### Task to complete
All lines from the one containing "Query: grey tabletop" to the final line of the material should be retyped exactly. Nothing else belongs in the response.

─── Information supplied

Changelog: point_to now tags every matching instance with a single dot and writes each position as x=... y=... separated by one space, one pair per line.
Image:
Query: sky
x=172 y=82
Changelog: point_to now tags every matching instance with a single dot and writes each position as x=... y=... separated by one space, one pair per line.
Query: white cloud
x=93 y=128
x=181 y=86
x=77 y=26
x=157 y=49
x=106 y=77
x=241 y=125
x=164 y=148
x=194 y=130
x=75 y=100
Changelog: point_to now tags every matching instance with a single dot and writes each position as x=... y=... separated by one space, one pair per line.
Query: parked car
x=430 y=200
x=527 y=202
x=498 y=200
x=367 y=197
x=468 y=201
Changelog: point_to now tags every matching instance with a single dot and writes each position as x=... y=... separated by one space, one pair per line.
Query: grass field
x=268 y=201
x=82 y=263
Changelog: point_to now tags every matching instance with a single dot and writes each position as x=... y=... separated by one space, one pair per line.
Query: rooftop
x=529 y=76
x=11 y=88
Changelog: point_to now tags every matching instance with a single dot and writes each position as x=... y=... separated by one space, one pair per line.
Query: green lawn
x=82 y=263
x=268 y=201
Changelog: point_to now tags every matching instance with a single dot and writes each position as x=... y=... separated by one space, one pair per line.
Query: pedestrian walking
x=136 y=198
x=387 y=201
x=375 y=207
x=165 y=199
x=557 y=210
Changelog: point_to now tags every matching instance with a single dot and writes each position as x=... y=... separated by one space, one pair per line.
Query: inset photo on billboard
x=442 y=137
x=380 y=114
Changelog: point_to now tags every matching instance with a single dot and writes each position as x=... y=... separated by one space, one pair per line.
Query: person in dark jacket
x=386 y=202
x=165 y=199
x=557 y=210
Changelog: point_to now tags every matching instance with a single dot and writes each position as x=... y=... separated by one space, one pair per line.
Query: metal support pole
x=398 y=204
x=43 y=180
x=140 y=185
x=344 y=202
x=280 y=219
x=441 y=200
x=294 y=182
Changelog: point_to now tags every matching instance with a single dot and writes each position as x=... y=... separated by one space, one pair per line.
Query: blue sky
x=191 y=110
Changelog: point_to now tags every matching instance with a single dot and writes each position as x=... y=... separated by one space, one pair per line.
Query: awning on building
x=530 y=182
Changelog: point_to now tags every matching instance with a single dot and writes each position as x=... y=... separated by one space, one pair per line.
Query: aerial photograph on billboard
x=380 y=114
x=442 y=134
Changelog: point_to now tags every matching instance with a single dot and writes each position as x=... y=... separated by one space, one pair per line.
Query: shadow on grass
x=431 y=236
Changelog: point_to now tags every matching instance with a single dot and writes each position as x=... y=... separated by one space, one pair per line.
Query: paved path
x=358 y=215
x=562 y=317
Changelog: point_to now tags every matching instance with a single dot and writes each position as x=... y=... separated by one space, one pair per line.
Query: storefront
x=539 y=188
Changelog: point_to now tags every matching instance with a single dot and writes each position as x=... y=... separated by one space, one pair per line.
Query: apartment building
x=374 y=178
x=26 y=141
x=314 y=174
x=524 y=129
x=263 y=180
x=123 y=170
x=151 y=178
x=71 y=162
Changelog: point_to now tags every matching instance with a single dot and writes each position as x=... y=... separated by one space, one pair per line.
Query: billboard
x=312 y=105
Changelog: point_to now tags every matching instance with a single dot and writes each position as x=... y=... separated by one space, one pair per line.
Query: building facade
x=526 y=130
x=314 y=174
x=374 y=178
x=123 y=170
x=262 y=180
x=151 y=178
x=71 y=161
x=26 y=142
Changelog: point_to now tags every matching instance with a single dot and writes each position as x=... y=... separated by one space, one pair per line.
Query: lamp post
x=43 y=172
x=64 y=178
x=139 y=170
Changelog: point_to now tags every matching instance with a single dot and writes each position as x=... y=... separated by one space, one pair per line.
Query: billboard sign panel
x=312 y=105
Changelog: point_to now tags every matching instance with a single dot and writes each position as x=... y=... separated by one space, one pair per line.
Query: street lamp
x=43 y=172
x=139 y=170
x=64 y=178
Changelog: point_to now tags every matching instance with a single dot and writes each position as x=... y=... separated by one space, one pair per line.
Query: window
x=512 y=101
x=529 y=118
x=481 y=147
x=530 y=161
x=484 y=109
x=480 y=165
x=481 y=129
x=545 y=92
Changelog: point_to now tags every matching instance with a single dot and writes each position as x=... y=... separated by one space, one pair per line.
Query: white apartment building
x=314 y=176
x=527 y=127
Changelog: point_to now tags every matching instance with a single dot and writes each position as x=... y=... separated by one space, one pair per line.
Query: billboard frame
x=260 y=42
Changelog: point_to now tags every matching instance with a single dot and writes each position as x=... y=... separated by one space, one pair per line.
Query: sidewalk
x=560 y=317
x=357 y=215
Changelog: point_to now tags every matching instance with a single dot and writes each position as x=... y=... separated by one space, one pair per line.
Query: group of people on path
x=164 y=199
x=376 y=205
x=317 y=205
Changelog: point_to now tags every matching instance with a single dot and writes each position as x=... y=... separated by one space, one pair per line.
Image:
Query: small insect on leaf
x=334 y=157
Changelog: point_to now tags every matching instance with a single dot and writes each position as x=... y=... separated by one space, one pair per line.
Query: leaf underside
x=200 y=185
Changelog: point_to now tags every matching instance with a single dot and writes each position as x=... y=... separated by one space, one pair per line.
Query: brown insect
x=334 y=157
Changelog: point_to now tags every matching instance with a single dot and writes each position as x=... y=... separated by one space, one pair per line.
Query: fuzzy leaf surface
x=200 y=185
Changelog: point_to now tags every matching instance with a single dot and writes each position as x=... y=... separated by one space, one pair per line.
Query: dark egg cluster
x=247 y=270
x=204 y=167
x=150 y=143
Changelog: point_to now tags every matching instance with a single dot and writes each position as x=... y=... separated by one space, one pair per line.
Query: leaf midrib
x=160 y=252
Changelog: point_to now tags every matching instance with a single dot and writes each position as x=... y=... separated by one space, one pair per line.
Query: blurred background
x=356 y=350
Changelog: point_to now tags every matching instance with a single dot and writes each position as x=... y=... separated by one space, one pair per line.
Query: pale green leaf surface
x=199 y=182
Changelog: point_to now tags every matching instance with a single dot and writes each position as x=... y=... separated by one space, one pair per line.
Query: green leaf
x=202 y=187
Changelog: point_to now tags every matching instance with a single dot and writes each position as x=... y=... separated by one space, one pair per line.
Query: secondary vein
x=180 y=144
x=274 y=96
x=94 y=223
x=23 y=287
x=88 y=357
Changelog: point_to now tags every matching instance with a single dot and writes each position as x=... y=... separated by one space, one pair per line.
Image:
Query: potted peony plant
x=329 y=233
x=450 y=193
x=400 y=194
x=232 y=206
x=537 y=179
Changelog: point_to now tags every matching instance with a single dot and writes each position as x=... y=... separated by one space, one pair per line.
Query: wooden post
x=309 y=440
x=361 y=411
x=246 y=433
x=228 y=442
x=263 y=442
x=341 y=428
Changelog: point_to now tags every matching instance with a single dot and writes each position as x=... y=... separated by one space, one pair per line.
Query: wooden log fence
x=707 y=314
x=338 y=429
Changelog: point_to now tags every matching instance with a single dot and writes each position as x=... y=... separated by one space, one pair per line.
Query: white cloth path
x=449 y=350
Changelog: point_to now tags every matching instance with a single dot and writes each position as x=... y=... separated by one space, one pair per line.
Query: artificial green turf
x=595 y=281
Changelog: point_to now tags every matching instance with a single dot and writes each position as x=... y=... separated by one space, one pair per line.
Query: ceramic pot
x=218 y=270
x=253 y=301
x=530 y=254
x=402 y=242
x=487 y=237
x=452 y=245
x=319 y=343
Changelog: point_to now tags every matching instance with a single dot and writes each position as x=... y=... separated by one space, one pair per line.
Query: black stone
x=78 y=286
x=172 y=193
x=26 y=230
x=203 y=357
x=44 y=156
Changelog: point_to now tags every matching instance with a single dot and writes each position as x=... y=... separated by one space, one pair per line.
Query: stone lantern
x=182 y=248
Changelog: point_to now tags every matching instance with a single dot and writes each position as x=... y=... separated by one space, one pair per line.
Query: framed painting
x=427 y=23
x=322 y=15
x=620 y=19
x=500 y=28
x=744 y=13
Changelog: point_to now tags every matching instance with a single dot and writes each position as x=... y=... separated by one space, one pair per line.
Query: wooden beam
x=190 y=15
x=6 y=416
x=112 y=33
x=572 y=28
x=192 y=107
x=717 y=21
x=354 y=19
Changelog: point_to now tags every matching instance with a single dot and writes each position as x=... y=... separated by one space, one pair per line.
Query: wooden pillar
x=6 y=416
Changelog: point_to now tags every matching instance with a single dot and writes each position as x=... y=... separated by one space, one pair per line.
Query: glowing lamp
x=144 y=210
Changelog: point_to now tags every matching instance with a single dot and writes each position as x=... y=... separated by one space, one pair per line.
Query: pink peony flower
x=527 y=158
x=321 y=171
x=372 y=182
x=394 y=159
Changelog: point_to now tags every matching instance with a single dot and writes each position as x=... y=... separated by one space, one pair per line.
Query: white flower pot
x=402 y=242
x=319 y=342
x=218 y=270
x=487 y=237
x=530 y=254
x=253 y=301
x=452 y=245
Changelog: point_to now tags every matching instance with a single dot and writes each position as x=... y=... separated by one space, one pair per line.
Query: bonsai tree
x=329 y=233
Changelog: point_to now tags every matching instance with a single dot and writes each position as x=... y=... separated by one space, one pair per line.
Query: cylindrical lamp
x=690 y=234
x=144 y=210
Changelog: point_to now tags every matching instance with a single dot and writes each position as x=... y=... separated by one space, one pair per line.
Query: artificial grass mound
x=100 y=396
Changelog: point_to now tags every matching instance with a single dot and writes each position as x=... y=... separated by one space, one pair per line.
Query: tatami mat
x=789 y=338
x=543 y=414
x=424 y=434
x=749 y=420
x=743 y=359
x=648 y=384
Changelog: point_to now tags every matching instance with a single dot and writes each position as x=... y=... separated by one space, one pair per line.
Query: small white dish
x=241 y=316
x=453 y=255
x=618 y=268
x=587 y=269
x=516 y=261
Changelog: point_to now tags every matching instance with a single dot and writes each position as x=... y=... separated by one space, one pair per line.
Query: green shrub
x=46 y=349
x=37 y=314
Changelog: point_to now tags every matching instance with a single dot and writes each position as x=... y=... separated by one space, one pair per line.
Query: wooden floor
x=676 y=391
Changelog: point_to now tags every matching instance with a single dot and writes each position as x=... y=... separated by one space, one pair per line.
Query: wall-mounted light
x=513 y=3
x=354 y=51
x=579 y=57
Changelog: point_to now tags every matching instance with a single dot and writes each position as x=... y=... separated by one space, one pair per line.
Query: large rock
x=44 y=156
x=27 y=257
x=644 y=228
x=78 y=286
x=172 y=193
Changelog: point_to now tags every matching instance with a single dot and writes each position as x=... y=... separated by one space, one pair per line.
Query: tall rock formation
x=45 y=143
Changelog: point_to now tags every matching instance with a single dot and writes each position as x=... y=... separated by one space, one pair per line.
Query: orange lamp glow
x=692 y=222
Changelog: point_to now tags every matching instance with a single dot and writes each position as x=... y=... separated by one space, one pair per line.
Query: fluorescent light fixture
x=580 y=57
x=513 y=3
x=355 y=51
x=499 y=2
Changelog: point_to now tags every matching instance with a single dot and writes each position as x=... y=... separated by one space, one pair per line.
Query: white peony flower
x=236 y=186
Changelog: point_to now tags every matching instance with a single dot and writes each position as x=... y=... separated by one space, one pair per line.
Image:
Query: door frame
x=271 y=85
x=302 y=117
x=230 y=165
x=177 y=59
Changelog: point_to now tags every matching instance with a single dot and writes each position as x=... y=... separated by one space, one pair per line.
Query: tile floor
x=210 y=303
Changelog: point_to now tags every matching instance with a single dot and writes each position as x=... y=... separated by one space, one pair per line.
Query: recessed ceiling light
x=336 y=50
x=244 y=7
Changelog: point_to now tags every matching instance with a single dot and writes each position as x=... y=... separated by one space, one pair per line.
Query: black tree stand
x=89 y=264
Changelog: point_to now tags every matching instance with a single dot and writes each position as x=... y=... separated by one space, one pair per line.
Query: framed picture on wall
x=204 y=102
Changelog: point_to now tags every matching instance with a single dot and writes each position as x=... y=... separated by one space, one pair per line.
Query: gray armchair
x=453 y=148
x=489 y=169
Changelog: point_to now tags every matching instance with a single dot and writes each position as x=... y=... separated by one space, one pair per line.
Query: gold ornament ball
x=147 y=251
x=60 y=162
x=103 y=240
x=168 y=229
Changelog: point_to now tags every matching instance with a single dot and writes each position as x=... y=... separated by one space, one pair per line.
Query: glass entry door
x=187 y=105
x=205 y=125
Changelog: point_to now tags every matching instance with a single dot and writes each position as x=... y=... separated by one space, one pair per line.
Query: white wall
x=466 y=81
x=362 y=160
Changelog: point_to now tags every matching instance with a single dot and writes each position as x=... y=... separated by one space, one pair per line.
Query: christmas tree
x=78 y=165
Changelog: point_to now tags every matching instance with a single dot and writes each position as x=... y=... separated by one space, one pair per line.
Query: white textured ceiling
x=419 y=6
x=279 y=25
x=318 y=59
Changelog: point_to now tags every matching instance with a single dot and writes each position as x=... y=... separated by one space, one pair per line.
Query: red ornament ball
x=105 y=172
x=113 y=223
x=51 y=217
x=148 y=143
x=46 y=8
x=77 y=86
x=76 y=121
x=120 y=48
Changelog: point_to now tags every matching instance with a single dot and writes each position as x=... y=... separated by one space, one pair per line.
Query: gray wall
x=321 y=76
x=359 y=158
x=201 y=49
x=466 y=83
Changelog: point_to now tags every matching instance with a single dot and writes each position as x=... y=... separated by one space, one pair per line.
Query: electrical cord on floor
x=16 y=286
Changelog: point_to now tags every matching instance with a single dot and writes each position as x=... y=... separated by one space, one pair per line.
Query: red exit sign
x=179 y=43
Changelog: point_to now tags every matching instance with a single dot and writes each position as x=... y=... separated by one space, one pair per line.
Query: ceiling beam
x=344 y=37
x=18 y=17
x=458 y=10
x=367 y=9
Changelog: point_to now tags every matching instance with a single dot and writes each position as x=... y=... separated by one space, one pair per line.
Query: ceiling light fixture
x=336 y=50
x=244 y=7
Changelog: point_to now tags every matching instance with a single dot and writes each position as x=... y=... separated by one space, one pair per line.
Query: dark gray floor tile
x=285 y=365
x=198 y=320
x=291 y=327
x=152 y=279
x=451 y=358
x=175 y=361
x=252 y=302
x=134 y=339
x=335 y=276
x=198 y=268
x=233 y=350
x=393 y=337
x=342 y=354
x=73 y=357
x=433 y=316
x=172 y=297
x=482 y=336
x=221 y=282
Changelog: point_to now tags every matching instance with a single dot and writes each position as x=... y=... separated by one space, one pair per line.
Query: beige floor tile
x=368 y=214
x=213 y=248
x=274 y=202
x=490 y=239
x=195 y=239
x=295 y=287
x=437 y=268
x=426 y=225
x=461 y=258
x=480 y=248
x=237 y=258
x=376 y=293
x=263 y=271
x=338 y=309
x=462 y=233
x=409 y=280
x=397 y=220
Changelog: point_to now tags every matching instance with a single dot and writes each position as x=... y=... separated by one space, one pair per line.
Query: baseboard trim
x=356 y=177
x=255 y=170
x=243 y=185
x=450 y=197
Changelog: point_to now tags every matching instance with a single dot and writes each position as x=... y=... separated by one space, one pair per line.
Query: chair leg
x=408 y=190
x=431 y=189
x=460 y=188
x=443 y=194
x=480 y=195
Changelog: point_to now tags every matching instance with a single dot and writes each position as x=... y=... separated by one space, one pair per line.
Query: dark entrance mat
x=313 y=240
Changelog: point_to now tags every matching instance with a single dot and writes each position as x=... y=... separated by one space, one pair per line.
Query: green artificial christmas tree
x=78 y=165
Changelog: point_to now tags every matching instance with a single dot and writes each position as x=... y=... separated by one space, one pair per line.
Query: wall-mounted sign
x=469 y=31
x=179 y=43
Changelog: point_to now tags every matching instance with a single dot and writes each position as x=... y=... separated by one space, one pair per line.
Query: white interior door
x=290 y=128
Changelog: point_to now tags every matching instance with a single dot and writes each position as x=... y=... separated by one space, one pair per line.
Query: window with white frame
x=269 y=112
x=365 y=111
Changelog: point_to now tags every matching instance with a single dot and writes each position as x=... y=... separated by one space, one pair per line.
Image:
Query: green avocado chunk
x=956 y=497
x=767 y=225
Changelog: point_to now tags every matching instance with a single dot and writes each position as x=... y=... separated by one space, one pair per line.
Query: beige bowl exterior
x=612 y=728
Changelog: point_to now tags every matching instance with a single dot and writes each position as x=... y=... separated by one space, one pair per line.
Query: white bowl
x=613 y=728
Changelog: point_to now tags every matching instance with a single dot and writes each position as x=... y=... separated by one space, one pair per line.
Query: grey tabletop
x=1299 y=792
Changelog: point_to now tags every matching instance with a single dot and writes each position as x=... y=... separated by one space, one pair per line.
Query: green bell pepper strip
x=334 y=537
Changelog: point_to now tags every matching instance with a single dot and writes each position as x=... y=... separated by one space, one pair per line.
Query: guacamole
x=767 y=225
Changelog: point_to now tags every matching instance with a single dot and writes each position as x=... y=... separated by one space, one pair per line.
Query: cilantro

──────

### Completed task
Query: grey tabletop
x=1299 y=792
Changelog: point_to now tags every matching instance with a single dot and writes each position as x=... y=... separated by one space, one pair per line.
Query: green bell pepper strip
x=334 y=537
Changelog: point_to now tags every matching instance with a single dot and writes each position as x=... y=... separated by one space, one pair per line.
Query: guacamole
x=767 y=225
Changelog: point_to now tags every matching instance with a single dot and writes each position as x=... y=... separated by one space, one pair per line.
Query: cilantro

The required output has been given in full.